**Document passage**.
-.-.-

MBARARA – Prof. Nixon Kamukama the deputy Vice Chancellor in charge of Academic Affairs at Mbarara University of Science and Technology (MUST) has decried the understaffing at the institution emanating from poor funding from government.
He says this has frustrated the institution’s mission of growth and expansion through promoting staff from senior lecturers to professors.
Kamukama revealed that currently they are operating at 21% of the total staff due to the government ban on recruitment.
“Government argues that currently there is no money so promotion and recruitment have to be halted and this gives us a big challenge because a person who is supposed to be a professor is still a senior lecturer since promoting that person goes with money,” Kamukama said.
He added that they have lost many experienced staff to other universities both within and outside the country.
Dr. Kamukama said this Wednesday during a media briefing on the 27th graduation of the university slated for October 26, in the Academic Registrar’s board room.
“You cannot grow when you are still an assistant lecturer and this has demoralised our staff. All the challenges we are facing emanate from poor funding, even when we sit with staff that is what they share with us,” he added.
On why they admit few students, Kamukama said it is true they get very many applications from students who would wish to join the institution but their hands are always tied because of lack of facilities.

-.-.-

**Given records**.
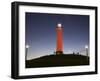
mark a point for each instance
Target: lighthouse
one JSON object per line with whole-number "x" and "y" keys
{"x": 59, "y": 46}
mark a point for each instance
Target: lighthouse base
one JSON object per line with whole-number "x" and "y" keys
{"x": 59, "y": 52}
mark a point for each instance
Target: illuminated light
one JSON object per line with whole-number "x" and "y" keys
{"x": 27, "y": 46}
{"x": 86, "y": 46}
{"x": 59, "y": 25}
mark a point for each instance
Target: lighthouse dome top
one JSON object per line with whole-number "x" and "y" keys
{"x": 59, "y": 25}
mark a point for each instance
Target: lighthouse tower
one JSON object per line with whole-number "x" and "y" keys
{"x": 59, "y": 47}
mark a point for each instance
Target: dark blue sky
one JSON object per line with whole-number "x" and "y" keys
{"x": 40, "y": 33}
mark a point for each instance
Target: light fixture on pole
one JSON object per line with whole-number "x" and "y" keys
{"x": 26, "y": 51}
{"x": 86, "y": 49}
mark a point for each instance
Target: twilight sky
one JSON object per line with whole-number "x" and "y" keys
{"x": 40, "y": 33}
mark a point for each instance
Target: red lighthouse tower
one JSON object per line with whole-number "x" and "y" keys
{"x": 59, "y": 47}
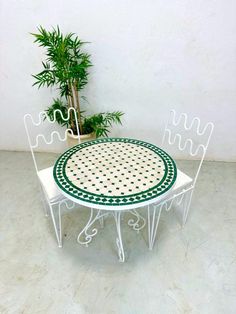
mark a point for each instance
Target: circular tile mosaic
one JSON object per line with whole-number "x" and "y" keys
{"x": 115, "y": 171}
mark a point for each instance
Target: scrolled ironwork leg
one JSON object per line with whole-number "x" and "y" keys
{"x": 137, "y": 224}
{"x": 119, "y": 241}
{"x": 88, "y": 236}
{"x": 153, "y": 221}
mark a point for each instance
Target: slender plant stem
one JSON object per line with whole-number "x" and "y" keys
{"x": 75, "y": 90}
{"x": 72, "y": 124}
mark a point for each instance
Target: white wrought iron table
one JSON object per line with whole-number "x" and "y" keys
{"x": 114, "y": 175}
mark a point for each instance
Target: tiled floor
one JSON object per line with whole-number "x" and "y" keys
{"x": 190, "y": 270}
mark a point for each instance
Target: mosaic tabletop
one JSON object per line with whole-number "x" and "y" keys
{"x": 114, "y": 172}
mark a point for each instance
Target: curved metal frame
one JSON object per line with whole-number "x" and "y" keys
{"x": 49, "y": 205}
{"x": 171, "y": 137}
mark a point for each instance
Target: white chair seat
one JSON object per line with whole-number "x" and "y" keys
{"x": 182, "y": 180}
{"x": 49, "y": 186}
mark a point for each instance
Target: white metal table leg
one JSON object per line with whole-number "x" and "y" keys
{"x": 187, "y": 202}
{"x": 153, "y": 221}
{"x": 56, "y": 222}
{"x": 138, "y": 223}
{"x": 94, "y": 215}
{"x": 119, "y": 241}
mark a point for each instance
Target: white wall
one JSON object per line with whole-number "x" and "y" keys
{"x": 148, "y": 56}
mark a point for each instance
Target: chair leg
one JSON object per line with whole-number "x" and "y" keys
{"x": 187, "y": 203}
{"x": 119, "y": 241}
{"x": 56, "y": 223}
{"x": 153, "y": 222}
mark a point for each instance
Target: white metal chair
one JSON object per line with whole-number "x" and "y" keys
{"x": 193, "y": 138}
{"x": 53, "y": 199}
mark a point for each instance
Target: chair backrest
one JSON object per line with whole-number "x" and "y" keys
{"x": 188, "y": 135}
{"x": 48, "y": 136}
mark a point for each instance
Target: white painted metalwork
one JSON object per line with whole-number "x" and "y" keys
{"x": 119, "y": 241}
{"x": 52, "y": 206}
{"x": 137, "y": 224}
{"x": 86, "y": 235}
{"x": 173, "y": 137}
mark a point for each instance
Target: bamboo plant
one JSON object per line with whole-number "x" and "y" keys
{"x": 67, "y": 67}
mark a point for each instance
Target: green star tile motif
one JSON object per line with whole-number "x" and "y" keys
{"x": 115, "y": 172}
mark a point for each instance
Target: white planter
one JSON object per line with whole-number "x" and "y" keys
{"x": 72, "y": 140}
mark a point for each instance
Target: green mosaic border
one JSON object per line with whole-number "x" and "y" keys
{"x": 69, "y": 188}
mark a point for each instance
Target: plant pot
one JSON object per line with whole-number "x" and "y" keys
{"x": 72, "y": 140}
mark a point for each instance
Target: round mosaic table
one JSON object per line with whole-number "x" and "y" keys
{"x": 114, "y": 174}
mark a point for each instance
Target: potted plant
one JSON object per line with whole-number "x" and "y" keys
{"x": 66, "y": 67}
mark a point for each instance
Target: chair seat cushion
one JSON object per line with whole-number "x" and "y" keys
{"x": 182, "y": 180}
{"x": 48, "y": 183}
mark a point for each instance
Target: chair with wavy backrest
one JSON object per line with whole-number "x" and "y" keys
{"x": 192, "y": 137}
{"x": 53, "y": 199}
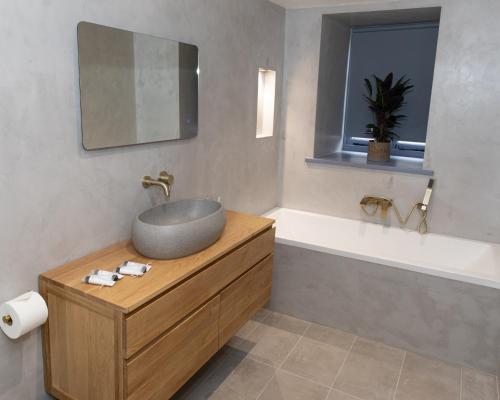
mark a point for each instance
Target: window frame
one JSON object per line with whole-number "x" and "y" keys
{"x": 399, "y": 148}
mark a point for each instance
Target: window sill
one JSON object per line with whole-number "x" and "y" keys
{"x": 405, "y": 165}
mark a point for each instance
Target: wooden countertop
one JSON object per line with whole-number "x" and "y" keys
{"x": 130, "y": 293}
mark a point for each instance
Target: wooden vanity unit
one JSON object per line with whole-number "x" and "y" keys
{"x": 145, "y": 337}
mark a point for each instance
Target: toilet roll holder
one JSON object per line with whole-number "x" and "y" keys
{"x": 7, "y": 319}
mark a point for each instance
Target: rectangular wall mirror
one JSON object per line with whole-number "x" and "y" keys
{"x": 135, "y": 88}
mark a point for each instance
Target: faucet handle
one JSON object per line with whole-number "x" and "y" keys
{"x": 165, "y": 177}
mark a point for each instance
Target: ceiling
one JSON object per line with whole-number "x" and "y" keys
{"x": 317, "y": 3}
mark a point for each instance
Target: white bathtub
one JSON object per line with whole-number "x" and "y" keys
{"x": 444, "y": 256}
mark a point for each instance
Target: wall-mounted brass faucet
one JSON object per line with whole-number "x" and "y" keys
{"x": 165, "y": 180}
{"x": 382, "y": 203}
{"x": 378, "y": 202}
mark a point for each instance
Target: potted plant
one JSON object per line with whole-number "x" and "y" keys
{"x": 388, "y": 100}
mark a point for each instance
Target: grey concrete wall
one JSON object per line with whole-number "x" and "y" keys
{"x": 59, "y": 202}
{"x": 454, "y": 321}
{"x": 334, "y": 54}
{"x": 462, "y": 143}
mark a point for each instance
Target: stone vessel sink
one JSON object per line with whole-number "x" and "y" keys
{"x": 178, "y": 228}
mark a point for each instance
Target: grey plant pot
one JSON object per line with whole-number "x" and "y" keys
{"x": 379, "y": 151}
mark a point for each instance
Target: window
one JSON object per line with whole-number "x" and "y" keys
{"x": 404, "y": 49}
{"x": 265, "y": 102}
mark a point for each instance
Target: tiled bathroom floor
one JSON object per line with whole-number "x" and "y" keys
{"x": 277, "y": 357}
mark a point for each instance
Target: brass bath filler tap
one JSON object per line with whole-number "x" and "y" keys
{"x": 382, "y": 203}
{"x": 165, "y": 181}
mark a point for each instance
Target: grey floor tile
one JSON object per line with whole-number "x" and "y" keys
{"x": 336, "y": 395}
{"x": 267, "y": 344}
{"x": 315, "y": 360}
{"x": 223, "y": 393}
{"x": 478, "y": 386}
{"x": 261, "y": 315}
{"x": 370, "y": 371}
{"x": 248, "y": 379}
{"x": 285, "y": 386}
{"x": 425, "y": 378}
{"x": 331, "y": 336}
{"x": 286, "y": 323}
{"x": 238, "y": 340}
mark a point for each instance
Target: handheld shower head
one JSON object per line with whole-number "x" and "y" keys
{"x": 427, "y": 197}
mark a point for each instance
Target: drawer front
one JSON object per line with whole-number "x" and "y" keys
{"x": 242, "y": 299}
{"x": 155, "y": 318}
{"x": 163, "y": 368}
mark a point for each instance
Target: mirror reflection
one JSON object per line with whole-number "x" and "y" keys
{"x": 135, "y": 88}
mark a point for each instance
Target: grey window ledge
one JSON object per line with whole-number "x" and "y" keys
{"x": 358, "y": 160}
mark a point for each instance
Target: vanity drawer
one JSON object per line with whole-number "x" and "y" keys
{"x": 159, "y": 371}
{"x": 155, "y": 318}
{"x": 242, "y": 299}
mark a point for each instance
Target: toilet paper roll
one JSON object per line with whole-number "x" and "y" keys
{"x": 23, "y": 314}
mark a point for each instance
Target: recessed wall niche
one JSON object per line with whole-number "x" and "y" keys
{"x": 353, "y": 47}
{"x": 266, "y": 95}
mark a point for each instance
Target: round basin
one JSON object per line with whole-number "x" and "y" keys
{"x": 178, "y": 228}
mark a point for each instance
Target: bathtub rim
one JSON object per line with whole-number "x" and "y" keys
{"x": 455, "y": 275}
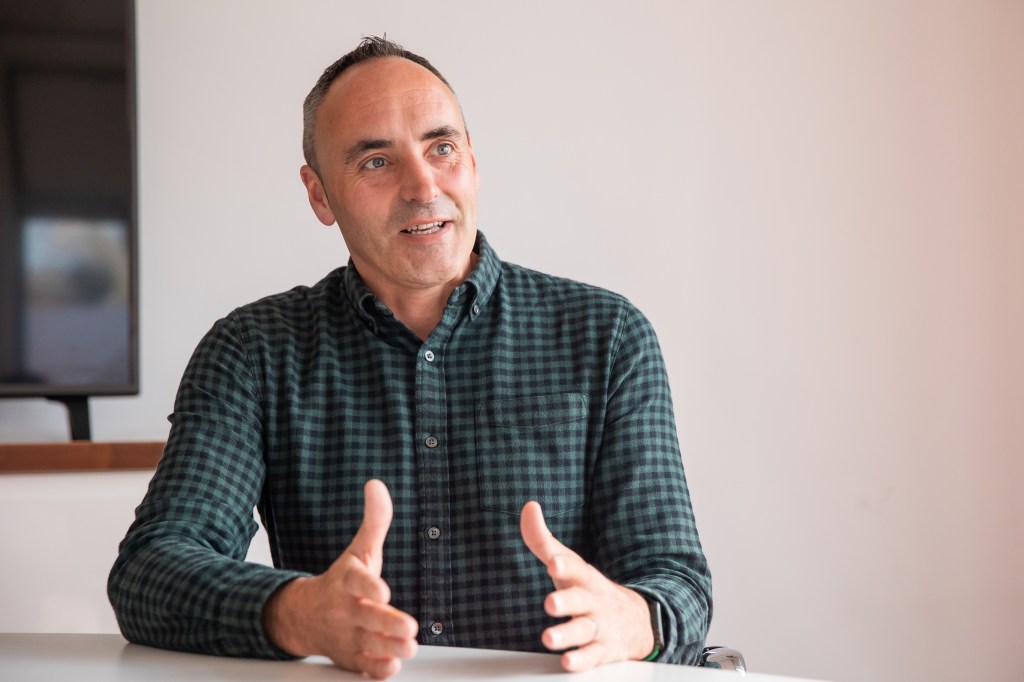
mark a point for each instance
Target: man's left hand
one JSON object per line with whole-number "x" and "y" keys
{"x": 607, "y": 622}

-.-.-

**To do**. Could you reproduce the report on understaffing at Mbarara University word for word, starting at "Kamukama revealed that" and ending at "outside the country."?

**Response for this exercise**.
Kamukama revealed that currently they are operating at 21% of the total staff due to the government ban on recruitment.
“Government argues that currently there is no money so promotion and recruitment have to be halted and this gives us a big challenge because a person who is supposed to be a professor is still a senior lecturer since promoting that person goes with money,” Kamukama said.
He added that they have lost many experienced staff to other universities both within and outside the country.